== PASSAGE FOR REVIEW ==
The importance of respecting and supporting voice hearers’ own capacity to develop their own understandings and personal coping resources has been emerging in recent years (Warnes et al. 1996). In a single case study, Davies (1999) was able to demonstrate the value of a diagological approach, which supported the voice-hearers’ own development of a meaningful and helpful personal narrative. McNally and Goldberg (1997), as has Romme and Escher (1994, 1998) emphasised the importance of the individuals own coping resources and beliefs in developing effective intervention strategies. They identified a variety of ways in which ‘self-talk’ and other naturalistic coping strategies can be actively deployed towards managing voices and related experiences. Warnes (1996, 1999) discusses the value of interventions that maximises and supports the person’s own experience of control of their experience.

Researchers are also seeking to discover what are the distinctive features of positive experiences (including pleasurable ones) of auditory hallucinations in people with psychosis who experience both positive and negative voices, and amongst people in the “normal” population. Beavan’s research, for instance, found nearly half the people who heard voices said their hallucinations were mostly friendly or helpful.

 

Living with Voices: 50 Stories of Recovery (2009)
===
== LISTED ENTRIES ==
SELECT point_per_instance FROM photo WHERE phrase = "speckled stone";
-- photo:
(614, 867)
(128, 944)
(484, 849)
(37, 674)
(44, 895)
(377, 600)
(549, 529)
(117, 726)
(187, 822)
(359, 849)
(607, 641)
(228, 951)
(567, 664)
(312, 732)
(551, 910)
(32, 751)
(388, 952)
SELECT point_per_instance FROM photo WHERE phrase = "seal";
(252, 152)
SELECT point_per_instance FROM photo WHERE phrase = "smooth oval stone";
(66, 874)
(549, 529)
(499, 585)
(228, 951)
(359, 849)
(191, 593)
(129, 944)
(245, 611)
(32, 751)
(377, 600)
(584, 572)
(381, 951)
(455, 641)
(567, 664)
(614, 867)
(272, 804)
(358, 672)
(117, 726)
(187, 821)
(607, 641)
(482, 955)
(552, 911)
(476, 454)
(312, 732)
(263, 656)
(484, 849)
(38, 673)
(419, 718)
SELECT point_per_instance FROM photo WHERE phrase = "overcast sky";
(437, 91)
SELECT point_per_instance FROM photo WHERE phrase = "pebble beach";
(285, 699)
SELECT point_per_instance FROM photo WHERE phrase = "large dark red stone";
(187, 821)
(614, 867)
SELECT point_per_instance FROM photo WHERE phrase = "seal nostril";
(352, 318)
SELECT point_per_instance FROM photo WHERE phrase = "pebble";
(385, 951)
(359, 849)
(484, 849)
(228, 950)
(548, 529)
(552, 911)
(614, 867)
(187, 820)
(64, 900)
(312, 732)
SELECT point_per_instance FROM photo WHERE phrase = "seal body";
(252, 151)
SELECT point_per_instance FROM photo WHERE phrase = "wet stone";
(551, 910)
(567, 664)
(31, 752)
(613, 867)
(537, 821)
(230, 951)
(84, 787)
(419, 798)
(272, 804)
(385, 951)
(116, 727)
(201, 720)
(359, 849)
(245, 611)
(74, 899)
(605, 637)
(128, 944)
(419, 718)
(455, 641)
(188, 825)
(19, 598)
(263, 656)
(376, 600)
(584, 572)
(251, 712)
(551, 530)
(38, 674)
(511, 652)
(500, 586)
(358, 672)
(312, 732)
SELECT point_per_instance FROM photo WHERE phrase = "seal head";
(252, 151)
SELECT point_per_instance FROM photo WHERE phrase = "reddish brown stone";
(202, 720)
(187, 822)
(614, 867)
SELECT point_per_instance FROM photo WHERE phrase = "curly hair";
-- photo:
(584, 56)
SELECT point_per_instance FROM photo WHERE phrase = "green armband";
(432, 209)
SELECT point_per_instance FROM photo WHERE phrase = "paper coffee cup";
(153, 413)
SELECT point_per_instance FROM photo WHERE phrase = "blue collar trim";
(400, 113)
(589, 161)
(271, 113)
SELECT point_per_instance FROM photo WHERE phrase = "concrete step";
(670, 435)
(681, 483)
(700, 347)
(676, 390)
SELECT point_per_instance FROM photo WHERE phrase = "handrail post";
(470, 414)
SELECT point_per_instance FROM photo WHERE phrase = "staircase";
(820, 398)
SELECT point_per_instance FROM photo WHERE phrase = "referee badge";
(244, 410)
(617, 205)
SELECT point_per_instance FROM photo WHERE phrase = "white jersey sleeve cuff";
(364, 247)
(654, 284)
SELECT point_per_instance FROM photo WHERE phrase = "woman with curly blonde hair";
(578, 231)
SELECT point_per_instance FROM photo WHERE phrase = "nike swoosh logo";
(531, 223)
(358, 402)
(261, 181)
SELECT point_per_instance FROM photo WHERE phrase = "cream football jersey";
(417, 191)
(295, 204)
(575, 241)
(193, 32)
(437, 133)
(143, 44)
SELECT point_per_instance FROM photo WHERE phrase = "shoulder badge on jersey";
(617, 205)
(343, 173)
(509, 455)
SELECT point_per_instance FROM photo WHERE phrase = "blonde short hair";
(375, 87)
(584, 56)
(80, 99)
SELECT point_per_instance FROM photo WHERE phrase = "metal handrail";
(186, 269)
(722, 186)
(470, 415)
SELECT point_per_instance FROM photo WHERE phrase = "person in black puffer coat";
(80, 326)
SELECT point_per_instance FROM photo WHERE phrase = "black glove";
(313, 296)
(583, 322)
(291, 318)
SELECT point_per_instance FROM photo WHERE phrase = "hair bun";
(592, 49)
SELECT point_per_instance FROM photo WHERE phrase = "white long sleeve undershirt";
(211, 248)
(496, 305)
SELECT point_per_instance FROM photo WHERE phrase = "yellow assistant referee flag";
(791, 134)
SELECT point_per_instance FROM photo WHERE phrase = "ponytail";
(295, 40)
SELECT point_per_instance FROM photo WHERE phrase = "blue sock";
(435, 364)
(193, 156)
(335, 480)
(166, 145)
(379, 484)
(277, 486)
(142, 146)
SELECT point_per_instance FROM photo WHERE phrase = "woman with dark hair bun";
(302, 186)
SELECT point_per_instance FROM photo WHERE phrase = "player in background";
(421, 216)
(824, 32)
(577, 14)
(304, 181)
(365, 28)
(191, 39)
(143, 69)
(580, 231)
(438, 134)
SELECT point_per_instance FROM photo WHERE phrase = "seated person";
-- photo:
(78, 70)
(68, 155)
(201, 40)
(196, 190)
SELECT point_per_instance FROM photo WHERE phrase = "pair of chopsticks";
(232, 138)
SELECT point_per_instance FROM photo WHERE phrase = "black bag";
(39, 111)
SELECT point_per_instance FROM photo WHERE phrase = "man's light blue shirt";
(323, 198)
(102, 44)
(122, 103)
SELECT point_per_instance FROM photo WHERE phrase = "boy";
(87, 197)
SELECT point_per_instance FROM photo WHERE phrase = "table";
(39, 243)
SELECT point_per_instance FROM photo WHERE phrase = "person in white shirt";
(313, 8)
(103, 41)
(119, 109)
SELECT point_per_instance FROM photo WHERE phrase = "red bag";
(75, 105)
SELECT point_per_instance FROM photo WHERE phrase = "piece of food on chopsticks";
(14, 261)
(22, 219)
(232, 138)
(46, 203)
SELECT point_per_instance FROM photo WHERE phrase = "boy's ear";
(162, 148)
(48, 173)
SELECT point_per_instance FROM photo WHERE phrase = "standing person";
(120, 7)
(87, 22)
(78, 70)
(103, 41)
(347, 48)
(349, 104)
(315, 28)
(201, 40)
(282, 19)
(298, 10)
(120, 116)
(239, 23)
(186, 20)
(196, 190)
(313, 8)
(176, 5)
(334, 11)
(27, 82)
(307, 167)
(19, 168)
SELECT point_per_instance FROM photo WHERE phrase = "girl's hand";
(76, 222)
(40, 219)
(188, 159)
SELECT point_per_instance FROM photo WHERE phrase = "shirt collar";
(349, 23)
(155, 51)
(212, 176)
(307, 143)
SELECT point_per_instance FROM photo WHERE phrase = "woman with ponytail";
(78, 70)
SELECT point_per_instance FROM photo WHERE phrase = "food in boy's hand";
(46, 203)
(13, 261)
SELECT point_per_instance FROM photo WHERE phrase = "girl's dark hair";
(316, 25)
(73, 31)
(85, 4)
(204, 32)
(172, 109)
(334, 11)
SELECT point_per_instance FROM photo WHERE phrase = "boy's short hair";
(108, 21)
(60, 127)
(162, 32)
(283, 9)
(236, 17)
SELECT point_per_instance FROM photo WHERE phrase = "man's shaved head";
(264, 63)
===
EXERCISE REQUIREMENTS
A – In the passage on voice hearing, what share of the people in Beavan's research said their hallucinations were mostly friendly or helpful?
B – Carry on the passage on voice hearing from the point where it stops.
The listing plays no part in this work.

OUTPUTS FOR THE TASKS
A – Nearly half.

B –
Living with Voices: 50 Stories of Recovery: Marius Romme, Sandra Escher, Jacqui Dillon, Mervyn Morris, Dirk Corstens (Editors), Living with Voices: 50 Stories of Recovery (2009), Publisher PCCS Books in association with Birmingham City University, United Kingdom, ISBN13 9781906254223

This new study is based on 50 stories of voice hearers who claim to have recovered. The accounts are intended to form an evidence base for the effectiveness of hearing voices approach alongside an analysis of the hearing voices experience outside the illness model, resulting in accepting and making sense of voices. This book seeks to demonstrate that it is possible to overcome problems with hearing voices and to take back control of one’s life.

The central message of the book is that the path to recovery from overwhelming voices can be achieved by addressing the main problems voice-hearers describe – the threats, the feelings of powerlessness, the anxiety of being mad – and helping them to find their way back to their emotions and spirituality and to realise their dreams. This book also claims to hold true for those who have been given a diagnosis of schizophrenia. At the heart of this book are the stories of fifty people who have recovered from the distress of hearing voices, it documents how they have changed their relationship with their voices in order to reclaim their lives.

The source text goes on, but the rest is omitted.